**Extract provided**

——

Ginkgo biloba: benefits, dosage & side-effects

Find out all about ginkgo biloba, including what it does, the benefits to taking it and how much you might need.

What is ginkgo biloba and what does it do?

The ancient ginkgo biloba or maidenhair tree, native to China, has long been revered for its health properties. An extract made from the dried leaves has traditionally been used to treat blood disorders, enhance circulation, reduce memory problems and support eye health.1 It may also help maintain memory with age decline and improve quality of life in mild dementia.2
Scientists now know that ginkgo is rich in antioxidants, compounds that help protect our cells from damage caused by free radicals – also known as oxidation.3 It has been widely studied for its effect on age-related conditions such as heart disease, cognitive decline – in particular, issues with memory – and dementia.4,5 Ginkgo biloba is usually available as tablets, capsules or a tincture.

Benefits of ginkgo biloba

What does ginkgo biloba do in the body?

——

[Natural-language object grounding data]
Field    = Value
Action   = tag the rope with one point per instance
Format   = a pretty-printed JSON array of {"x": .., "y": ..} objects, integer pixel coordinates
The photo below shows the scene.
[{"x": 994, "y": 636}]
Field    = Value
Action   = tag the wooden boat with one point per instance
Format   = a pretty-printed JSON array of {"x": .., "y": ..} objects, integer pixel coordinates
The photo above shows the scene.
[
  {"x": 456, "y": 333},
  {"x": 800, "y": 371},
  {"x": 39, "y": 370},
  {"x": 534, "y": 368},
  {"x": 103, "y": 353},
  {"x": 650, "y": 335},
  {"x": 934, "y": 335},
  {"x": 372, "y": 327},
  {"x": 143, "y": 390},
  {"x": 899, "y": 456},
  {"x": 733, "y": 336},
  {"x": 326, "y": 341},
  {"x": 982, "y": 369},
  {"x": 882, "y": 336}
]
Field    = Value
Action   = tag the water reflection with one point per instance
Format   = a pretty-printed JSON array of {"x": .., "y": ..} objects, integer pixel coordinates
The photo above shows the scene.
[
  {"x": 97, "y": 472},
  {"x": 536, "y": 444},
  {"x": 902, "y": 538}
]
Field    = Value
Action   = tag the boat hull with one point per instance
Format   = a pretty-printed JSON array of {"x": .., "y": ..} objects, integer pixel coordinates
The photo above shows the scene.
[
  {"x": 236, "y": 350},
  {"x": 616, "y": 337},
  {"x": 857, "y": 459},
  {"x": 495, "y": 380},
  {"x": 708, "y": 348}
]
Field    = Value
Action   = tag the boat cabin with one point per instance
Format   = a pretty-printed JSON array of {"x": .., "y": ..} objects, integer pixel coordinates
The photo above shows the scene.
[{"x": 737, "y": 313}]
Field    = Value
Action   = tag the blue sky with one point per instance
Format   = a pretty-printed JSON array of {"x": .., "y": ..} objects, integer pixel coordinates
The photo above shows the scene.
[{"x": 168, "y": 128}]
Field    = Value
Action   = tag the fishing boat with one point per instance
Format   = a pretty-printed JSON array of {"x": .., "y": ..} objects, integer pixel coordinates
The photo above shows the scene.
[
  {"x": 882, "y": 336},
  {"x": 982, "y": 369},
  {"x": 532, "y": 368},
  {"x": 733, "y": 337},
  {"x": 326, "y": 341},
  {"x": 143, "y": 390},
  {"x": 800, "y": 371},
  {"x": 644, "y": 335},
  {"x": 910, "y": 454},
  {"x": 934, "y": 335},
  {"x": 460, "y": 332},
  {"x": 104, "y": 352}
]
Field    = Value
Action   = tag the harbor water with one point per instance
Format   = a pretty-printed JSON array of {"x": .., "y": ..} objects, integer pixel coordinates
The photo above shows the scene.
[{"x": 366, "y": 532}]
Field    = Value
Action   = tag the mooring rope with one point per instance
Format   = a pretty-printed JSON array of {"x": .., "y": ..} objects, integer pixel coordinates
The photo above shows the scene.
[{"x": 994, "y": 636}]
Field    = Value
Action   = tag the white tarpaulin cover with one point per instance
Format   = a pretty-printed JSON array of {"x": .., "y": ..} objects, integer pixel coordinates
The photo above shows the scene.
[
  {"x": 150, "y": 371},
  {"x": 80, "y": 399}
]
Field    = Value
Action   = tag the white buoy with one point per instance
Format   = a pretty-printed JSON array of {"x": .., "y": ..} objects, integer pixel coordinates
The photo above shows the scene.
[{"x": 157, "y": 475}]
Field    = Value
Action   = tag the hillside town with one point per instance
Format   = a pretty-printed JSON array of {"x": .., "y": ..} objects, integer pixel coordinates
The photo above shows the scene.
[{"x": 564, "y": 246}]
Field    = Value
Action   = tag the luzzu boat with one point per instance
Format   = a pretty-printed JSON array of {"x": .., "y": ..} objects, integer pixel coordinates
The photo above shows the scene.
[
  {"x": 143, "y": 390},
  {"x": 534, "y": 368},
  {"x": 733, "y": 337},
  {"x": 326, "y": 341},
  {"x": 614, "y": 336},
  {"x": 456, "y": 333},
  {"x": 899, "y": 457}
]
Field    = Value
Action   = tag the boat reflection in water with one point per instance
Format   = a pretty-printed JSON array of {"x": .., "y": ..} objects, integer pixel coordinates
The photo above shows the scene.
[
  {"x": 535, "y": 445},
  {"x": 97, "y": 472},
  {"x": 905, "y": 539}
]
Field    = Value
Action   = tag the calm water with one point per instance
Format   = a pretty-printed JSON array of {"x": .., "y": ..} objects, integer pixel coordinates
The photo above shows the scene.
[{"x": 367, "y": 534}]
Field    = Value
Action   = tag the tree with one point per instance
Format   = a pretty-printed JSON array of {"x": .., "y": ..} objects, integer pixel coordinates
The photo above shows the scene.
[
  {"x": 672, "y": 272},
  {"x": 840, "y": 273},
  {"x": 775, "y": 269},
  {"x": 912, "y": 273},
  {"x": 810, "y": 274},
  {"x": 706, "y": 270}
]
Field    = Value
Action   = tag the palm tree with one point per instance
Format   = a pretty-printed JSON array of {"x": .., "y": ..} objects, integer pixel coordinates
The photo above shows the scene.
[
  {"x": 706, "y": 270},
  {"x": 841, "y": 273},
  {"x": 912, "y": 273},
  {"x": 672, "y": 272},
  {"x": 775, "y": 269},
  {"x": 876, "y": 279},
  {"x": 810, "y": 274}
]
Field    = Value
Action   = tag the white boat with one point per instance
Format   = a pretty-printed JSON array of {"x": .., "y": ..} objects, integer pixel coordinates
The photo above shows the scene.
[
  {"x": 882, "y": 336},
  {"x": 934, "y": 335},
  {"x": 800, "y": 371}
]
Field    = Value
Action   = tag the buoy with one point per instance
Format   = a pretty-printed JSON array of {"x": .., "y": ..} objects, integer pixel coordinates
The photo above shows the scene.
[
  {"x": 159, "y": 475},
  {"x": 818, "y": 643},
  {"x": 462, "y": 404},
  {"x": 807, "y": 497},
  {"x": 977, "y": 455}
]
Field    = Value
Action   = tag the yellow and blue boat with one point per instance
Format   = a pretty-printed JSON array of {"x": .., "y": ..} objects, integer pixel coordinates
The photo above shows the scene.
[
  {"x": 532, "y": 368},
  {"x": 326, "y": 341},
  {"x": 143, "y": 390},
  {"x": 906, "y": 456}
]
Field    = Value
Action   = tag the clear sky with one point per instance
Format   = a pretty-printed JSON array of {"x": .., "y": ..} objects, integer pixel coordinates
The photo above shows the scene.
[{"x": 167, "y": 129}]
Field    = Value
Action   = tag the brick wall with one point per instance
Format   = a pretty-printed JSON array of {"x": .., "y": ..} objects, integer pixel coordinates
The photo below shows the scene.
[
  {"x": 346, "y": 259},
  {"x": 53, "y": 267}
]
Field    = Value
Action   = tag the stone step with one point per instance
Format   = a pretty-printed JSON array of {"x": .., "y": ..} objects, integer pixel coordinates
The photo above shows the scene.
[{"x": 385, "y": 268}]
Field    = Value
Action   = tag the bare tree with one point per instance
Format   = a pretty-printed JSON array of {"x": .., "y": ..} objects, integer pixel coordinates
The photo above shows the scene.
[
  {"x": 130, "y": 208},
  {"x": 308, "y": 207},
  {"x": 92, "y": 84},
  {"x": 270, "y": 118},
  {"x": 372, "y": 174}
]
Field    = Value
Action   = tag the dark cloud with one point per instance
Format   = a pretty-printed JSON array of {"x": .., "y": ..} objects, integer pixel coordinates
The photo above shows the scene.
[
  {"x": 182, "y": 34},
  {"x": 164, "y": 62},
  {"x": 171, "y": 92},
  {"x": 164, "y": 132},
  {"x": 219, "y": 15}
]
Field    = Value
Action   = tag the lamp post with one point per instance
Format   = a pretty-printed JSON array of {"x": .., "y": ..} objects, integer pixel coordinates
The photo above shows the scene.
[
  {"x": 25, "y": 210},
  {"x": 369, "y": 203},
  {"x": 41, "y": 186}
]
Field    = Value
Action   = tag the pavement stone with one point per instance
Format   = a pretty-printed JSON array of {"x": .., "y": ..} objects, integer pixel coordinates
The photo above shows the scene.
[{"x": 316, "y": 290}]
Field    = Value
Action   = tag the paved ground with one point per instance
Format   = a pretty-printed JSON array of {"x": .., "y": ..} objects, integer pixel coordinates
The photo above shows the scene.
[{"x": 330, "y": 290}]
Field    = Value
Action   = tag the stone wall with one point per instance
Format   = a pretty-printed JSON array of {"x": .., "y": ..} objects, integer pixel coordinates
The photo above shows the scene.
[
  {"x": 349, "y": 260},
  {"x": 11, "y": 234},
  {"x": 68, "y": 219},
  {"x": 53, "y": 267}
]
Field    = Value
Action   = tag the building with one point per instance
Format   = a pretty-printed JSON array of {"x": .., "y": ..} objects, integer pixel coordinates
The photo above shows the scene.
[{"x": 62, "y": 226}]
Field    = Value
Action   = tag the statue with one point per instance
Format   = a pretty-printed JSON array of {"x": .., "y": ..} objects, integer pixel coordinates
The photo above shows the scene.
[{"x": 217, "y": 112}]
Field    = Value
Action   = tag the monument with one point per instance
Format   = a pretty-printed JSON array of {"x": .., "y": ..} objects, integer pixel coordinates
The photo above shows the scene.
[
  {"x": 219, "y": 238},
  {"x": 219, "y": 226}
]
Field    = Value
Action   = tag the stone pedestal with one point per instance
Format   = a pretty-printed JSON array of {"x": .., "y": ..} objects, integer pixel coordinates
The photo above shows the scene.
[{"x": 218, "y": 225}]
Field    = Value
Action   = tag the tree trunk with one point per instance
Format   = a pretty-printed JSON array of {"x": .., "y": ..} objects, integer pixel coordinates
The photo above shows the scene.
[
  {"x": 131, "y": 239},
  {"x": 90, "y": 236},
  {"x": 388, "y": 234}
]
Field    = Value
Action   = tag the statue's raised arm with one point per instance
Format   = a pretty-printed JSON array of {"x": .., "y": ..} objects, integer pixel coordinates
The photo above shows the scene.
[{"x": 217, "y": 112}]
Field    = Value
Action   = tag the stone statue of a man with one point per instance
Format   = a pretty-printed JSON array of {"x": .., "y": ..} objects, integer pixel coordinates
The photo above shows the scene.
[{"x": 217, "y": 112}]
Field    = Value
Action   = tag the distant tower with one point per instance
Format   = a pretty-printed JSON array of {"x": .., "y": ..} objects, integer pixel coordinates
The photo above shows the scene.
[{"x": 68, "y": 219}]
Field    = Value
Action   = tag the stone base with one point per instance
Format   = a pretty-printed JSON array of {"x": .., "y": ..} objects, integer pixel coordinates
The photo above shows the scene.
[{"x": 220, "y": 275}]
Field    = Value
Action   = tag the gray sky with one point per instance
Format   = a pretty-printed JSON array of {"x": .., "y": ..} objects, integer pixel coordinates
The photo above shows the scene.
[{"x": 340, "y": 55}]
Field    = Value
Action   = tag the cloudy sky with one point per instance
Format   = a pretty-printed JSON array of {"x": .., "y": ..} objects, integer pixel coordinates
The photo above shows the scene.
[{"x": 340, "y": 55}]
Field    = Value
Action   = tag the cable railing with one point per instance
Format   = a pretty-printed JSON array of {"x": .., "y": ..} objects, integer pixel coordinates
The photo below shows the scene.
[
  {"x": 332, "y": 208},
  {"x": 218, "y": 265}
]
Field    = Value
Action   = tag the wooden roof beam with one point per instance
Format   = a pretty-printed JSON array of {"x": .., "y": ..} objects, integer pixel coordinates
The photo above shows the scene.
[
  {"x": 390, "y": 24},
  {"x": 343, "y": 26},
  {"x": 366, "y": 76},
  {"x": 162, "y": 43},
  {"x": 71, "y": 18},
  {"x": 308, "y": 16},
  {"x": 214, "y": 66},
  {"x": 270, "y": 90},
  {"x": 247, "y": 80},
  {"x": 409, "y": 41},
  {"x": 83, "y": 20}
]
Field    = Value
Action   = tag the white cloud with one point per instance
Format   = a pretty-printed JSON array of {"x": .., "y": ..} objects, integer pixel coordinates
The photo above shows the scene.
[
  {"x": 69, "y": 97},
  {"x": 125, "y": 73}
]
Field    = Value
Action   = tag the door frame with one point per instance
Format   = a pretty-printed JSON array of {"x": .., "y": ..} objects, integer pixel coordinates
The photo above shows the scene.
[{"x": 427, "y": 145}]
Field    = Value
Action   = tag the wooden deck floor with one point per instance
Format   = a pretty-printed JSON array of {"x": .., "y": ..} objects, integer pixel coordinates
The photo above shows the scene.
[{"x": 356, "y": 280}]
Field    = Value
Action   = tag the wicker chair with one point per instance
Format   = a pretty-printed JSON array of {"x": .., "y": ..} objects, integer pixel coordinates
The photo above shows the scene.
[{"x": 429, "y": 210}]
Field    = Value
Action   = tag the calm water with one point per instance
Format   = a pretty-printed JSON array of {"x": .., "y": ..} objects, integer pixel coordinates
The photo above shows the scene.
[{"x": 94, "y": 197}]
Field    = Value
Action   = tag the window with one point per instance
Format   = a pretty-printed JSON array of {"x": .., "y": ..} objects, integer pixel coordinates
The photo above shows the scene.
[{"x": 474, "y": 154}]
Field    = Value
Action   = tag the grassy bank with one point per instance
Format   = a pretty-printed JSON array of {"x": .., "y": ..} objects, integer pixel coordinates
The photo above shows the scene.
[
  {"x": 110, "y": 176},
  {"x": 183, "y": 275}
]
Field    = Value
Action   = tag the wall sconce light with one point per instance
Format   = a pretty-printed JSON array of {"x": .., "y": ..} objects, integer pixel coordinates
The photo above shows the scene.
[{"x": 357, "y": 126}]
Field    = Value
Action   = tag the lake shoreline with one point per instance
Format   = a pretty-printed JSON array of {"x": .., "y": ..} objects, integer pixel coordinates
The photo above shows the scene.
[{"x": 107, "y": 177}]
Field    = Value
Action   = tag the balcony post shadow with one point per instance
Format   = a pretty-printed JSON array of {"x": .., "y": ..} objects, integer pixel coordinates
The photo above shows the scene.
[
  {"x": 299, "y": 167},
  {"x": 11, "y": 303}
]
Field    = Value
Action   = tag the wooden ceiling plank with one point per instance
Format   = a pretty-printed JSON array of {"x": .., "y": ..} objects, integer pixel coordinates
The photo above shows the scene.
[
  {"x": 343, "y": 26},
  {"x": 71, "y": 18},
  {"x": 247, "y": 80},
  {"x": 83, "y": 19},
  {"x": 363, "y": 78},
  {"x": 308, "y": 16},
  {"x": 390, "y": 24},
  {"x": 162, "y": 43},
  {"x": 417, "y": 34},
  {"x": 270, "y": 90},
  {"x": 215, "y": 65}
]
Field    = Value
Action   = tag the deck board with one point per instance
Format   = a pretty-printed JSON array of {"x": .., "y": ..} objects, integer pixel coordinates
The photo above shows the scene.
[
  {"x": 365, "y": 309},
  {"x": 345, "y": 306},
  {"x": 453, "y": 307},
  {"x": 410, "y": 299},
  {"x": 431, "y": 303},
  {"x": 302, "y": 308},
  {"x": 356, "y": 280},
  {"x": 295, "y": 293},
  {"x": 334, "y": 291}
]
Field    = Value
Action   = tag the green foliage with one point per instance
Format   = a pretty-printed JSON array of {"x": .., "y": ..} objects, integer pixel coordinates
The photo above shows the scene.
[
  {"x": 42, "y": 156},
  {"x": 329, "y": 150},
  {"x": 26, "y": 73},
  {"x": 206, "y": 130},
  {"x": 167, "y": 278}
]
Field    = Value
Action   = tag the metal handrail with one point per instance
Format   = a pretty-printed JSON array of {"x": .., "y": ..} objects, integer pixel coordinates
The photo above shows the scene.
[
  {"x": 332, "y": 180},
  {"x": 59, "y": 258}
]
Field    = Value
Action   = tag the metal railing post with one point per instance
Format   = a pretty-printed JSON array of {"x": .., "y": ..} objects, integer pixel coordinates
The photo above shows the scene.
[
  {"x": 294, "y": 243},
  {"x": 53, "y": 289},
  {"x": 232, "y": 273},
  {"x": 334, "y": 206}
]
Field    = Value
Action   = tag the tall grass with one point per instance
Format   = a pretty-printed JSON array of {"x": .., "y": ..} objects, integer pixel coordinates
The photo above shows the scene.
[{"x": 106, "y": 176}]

——

**Activities**
A: Retype everything in the ginkgo biloba text from "What is ginkgo" down to "or a tincture.".
B: Sum up the ginkgo biloba text in two sentences.

**List of solutions**
A:
What is ginkgo biloba and what does it do?

The ancient ginkgo biloba or maidenhair tree, native to China, has long been revered for its health properties. An extract made from the dried leaves has traditionally been used to treat blood disorders, enhance circulation, reduce memory problems and support eye health.1 It may also help maintain memory with age decline and improve quality of life in mild dementia.2
Scientists now know that ginkgo is rich in antioxidants, compounds that help protect our cells from damage caused by free radicals – also known as oxidation.3 It has been widely studied for its effect on age-related conditions such as heart disease, cognitive decline – in particular, issues with memory – and dementia.4,5 Ginkgo biloba is usually available as tablets, capsules or a tincture.

B: An extract made from the dried leaves of the ginkgo biloba tree, which is native to China, has traditionally been used to treat blood disorders, enhance circulation, reduce memory problems and support eye health. Ginkgo is rich in antioxidants and has been widely studied for age-related conditions such as heart disease, cognitive decline and dementia, and it is usually available as tablets, capsules or a tincture.